WHAT IS REQUIRED = Transcribe the records below word for word, leaving out the pictures.

+++ SOURCE MATERIAL

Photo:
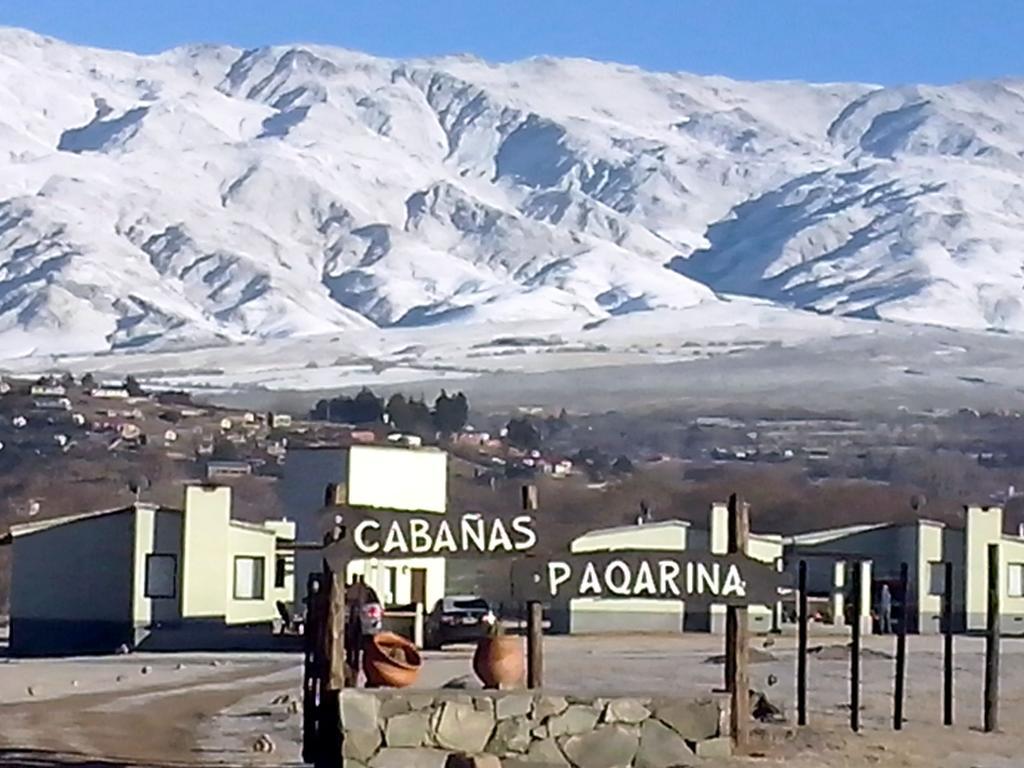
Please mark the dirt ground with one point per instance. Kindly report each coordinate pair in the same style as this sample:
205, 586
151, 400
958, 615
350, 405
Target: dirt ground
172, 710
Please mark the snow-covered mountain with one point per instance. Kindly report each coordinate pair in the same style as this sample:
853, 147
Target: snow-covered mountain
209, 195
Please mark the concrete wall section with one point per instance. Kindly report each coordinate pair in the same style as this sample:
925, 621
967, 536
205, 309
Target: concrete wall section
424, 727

++++++

SOLUTION FOR THIS EXERCISE =
Photo:
Please mark the dirt ground with one point per instance. Kindly report each coordinate pair in the same style as this sample:
205, 586
151, 400
958, 615
350, 405
Target: dirt ground
172, 710
Please mark the snow-covered mountain with one point per instance. Kindly report each coordinate pair in the same style as this sample:
853, 147
Target: snow-covered mountain
209, 195
Please mark the concrete wall section with one point per instance. Kindly report each coordinate pair in the same style as this sample:
925, 621
967, 536
205, 309
Target: concrete wall section
424, 727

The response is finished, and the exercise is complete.